Già dai tempi dell’università, scriveva articoli a sostegno dei diritti delle donne e faceva parte del Gruppo studentesco illuminato. È vicepresidente del DHRC, Defenders of Human Rights Center, guidato da Shirin Ebadi, Premio Nobel per la Pace.
Nel 1999, dopo aver passato un anno in carcere per le sue critiche al governo iraniano, si è sposata con il collega giornalista Taghi Rahmani, arrestato più volte per il suo impegno sociale e attualmente rifugiato in Francia.
Narges entra in prigione per la prima volta nell’aprile 2010, per la sua appartenenza al DHRC.
Dopo un mese viene rilasciata per i suoi gravi problemi di salute.
Nel luglio del 2011 viene nuovamente perseguita con l’accusa di aver attentato alla sicurezza nazionale e aver fatto propaganda contro il regime.
Questa volta la pena è decisamente più pesante: condannata a 11 anni.
Fa ricorso e in corte d’appello le viene ridotta la pena a 6 anni.
Il caso ha attirato l’interesse e le critiche di mezzo mondo.
Amnesty International interviene in suo favore chiedendone l’immediato rilascio, che avviene il 31 luglio 2012.

Consegna: Ricopia parola per parola l'intero brano su Narges. I record riportati qui sotto sono materiale separato dal brano.

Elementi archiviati
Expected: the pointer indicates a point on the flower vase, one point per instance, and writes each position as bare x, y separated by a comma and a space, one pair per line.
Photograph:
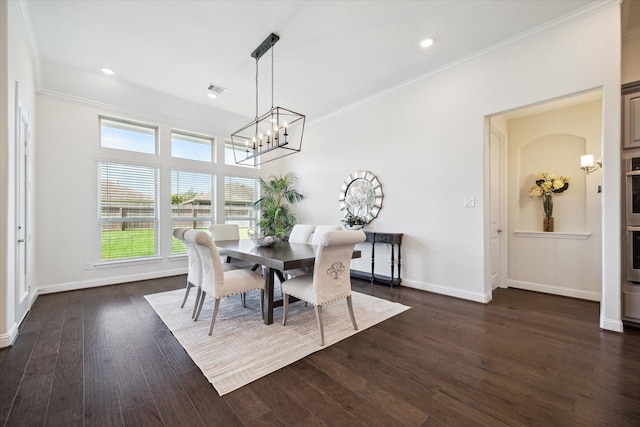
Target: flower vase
547, 205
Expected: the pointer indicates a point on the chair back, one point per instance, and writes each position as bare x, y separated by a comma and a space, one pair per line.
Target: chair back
301, 233
194, 270
212, 272
320, 231
225, 232
331, 271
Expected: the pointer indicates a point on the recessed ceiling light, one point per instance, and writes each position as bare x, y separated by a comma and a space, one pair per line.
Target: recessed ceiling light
427, 42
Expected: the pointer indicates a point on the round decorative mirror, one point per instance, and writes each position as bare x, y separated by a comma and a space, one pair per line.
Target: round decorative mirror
361, 196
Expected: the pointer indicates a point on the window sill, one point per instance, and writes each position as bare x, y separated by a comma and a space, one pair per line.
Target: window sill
127, 262
552, 235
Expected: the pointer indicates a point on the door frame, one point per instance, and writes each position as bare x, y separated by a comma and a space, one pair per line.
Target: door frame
489, 131
23, 133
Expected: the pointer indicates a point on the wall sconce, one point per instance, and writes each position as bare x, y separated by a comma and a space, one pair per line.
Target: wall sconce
588, 165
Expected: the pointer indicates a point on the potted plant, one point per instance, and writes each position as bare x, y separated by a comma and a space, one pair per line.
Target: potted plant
276, 219
353, 222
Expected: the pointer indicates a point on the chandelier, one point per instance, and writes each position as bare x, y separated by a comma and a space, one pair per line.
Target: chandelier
273, 135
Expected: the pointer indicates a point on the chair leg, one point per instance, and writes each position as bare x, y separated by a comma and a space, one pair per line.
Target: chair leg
195, 305
215, 313
353, 318
200, 304
186, 294
262, 303
285, 308
319, 319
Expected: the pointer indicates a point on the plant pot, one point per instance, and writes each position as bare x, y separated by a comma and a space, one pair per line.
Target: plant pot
352, 227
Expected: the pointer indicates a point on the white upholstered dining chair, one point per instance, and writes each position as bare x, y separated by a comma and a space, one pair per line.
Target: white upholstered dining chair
301, 233
194, 270
314, 238
320, 231
330, 280
217, 282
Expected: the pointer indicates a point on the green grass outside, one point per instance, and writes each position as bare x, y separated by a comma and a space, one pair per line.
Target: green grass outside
128, 244
138, 243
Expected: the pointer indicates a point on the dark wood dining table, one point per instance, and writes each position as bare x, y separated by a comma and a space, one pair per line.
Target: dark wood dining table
276, 259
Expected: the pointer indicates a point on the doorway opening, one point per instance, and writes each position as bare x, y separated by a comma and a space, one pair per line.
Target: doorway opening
547, 138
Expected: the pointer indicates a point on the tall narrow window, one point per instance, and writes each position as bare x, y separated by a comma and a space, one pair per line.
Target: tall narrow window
129, 136
239, 195
192, 147
128, 219
191, 207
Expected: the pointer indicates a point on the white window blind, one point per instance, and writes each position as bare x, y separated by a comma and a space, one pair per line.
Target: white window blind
191, 202
129, 136
192, 147
240, 193
128, 206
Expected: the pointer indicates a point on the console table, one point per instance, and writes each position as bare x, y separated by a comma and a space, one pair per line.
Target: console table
393, 239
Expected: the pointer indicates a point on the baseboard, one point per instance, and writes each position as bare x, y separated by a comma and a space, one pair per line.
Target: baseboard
7, 340
555, 290
611, 325
84, 284
445, 290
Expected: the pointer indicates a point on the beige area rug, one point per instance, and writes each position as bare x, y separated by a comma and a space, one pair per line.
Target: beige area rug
243, 349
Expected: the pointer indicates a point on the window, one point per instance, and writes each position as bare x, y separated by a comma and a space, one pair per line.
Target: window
191, 207
188, 146
239, 195
127, 218
128, 136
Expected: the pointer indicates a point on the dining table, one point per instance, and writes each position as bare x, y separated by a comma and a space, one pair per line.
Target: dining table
275, 259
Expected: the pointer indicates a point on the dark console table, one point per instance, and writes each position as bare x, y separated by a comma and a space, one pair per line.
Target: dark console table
393, 239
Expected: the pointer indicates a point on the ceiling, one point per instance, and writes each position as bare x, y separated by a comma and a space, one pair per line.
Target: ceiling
331, 54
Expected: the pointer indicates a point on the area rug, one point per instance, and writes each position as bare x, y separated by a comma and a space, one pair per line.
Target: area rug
243, 349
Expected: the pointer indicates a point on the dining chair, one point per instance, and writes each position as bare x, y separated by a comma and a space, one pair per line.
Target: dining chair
301, 233
320, 231
194, 270
314, 239
330, 280
217, 282
192, 274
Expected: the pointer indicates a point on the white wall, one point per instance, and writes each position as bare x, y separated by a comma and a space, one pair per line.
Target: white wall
425, 142
68, 130
17, 66
555, 262
631, 59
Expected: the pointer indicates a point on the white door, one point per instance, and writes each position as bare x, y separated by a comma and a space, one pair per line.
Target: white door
497, 244
23, 135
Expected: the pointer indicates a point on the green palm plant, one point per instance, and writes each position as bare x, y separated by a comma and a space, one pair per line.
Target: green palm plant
276, 219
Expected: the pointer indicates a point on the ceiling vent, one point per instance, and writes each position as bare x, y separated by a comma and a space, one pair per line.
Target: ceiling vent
216, 89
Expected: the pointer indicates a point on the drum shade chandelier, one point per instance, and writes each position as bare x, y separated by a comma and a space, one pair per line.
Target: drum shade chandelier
273, 135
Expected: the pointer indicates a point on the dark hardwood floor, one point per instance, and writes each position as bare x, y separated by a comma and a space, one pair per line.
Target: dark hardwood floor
103, 357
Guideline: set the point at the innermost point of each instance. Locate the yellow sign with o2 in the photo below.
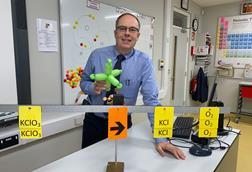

Risultato:
Già dai tempi dell’università, scriveva articoli a sostegno dei diritti delle donne e faceva parte del Gruppo studentesco illuminato. È vicepresidente del DHRC, Defenders of Human Rights Center, guidato da Shirin Ebadi, Premio Nobel per la Pace.
Nel 1999, dopo aver passato un anno in carcere per le sue critiche al governo iraniano, si è sposata con il collega giornalista Taghi Rahmani, arrestato più volte per il suo impegno sociale e attualmente rifugiato in Francia.
Narges entra in prigione per la prima volta nell’aprile 2010, per la sua appartenenza al DHRC.
Dopo un mese viene rilasciata per i suoi gravi problemi di salute.
Nel luglio del 2011 viene nuovamente perseguita con l’accusa di aver attentato alla sicurezza nazionale e aver fatto propaganda contro il regime.
Questa volta la pena è decisamente più pesante: condannata a 11 anni.
Fa ricorso e in corte d’appello le viene ridotta la pena a 6 anni.
Il caso ha attirato l’interesse e le critiche di mezzo mondo.
Amnesty International interviene in suo favore chiedendone l’immediato rilascio, che avviene il 31 luglio 2012.